● DATA FOR THIS EXERCISE:
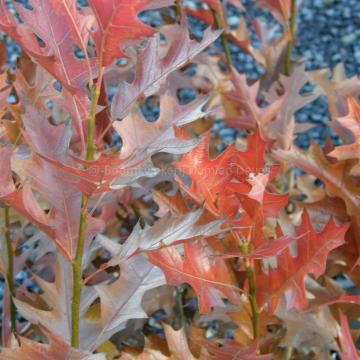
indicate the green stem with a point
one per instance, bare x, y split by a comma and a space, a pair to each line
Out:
178, 9
10, 269
77, 262
252, 298
179, 306
290, 44
223, 39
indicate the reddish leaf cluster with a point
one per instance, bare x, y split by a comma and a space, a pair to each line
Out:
138, 235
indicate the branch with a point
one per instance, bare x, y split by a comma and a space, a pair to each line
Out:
10, 269
290, 45
77, 262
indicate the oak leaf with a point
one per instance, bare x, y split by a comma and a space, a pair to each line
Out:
164, 232
351, 123
57, 349
153, 66
209, 276
288, 277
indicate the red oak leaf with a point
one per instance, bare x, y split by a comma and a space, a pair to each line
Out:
288, 277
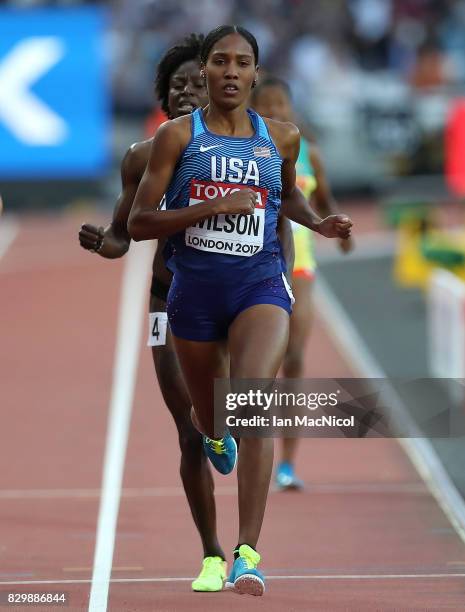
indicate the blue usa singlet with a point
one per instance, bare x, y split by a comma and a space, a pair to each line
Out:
227, 248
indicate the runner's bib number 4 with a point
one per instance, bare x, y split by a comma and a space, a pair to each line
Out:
228, 234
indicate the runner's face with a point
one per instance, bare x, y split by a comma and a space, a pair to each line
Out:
230, 71
273, 102
187, 90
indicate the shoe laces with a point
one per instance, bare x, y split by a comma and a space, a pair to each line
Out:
217, 446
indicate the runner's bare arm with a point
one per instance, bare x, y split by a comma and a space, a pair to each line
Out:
145, 221
294, 205
324, 200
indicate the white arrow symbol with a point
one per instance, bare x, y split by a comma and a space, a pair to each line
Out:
30, 119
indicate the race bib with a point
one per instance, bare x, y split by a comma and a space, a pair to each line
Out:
228, 234
158, 322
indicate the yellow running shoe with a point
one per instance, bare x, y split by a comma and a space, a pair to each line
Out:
212, 576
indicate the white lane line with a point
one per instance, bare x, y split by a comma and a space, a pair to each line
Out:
419, 450
277, 577
8, 231
133, 297
413, 488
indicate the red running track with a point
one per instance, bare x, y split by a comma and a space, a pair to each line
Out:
366, 535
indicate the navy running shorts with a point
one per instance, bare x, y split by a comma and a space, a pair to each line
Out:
204, 311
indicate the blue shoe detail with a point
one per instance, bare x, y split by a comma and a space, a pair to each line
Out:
245, 578
286, 479
222, 453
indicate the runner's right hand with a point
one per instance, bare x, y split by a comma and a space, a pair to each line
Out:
241, 202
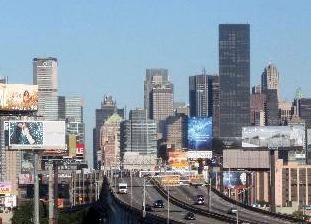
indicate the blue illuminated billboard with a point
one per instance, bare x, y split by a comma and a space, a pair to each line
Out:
200, 133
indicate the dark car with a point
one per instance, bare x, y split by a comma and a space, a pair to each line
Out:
148, 208
158, 204
200, 200
190, 216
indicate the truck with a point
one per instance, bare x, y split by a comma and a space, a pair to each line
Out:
122, 189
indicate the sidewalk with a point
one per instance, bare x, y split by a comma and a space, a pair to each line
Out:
6, 217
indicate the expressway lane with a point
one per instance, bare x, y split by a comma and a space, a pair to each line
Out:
176, 213
221, 206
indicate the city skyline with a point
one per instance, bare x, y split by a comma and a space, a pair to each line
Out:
199, 47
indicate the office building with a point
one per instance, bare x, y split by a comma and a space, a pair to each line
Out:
204, 98
110, 142
285, 111
272, 116
45, 76
108, 108
175, 131
234, 79
304, 110
270, 79
155, 76
257, 107
139, 134
161, 102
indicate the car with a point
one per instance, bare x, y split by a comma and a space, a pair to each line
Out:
158, 204
148, 208
190, 216
232, 211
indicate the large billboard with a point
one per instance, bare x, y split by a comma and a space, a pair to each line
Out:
18, 97
5, 188
45, 135
200, 133
274, 136
178, 159
234, 179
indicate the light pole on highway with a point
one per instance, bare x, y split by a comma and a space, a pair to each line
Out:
168, 204
144, 199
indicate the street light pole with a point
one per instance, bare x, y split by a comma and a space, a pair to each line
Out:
144, 199
168, 204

● EXERCISE GOAL: Reproduce all the records verbatim, excluding images.

● SOLVED PROBLEM:
indicate the green stem with a point
one per instance, bare x, y split by a comma and a space, a pair to each line
Out:
178, 9
10, 269
77, 262
252, 298
179, 306
290, 44
223, 39
indicate the reddish leaf cluster with a point
one per instance, bare x, y split by a comma and a space, a pair to each line
Out:
138, 235
indicate the branch with a point
one per instance, bare x, y split by a comma and a space, a pair to each line
Out:
10, 269
290, 45
77, 262
indicate the oak leaf with a point
one per instance, bare x, y split by a comma and a space, a pair to each line
Out:
164, 232
351, 123
57, 349
153, 66
209, 276
288, 277
indicate the red oak leaf with a point
one per instance, bare x, y split by a comma and a space, a pair to each line
Out:
288, 277
indicate the blue usa singlet with a point
one per instance, bare x, y split by a comma and a space, a pair to each line
Out:
227, 248
indicate the runner's bib number 4 with a point
one per instance, bare x, y split by a comma and a space, a pair to each line
Out:
228, 234
indicate the runner's face with a point
one per instance, bare x, y split by a comma and a space, a pair to each line
Out:
230, 71
273, 102
187, 90
indicate the shoe laces with a point
one per instance, bare x, y split by a comma and a space, a pair to each line
Out:
217, 446
indicate the runner's bare arm with a point
one per instance, bare x, y split by a comma and a space, a pair to each line
Out:
145, 221
294, 205
324, 200
indicate the white arrow symbol with a point
one per instance, bare x, y split by a comma and a space, a pair to each line
Out:
30, 119
indicate the race bib with a point
one per instance, bare x, y split by a comma and a space, a pair to each line
Out:
228, 234
158, 322
indicate the yellow running shoe with a point
one per instance, bare x, y split by a comma and a space, a pair to each line
Out:
212, 576
indicate the white lane line with a point
one per instance, bare x, y split by a comma and a space, a pair to each line
Out:
419, 450
277, 577
8, 231
133, 297
413, 488
indicate the red running track with a point
one per instance, bare x, y split by a comma and a space, a pair to each line
Out:
366, 535
indicate the navy running shorts with a point
one per instance, bare x, y split by a comma and a space, a pair to each line
Out:
204, 311
indicate the blue shoe detail with a point
one per instance, bare x, y split by a comma and a space, a pair to each line
Out:
245, 578
286, 479
222, 453
indicate the runner's right hand with a point
one per instance, bare x, y split by a comma and a space, a pair to each line
Out:
241, 202
indicate the blue illuminated billboard with a point
one per instance, bare x, y split by a comma and a space, a pair to each line
Out:
200, 133
indicate the dark car with a point
one per instance, bare x, y split by a comma and a space, a pair to each line
Out:
148, 208
158, 204
200, 200
190, 216
indicate the truck with a point
one per instance, bare x, y split by a comma and a space, a pair to each line
Out:
122, 189
indicate the sidewalk with a point
one per instance, bare x, y split by a comma and a space, a pair to each line
Out:
6, 217
indicate the expressway lane with a point
one per instance, bare x, y split by a comma and a space, a pair to each line
Out:
176, 213
221, 206
indicate the city skyline with a point
one per instance, bare x, y split by a comma and a space, a pair to each line
Out:
199, 47
indicate the office building with a point
one per instance, bare x, y split by a comma and a space, a pair to each line
Out:
204, 98
110, 142
285, 111
272, 116
45, 76
108, 108
175, 131
234, 79
304, 110
270, 79
155, 76
257, 107
139, 134
161, 102
indicate the car with a point
one per instance, bare x, y split by a comma and a space, a pair to each line
Out:
158, 204
148, 208
190, 216
232, 211
indicate the large billboard with a point
one per instance, bare x, y split by a comma and a space, a pair to each line
Out:
18, 97
5, 188
45, 135
200, 133
274, 136
178, 159
234, 179
indicate the light pole on highway with a point
one per instance, bare x, y split by a comma and a space, a pair to each line
Out:
168, 204
144, 199
indicate the street light pole with a point
one per instance, bare x, y split by a comma and a space, a pair to each line
Out:
144, 199
168, 204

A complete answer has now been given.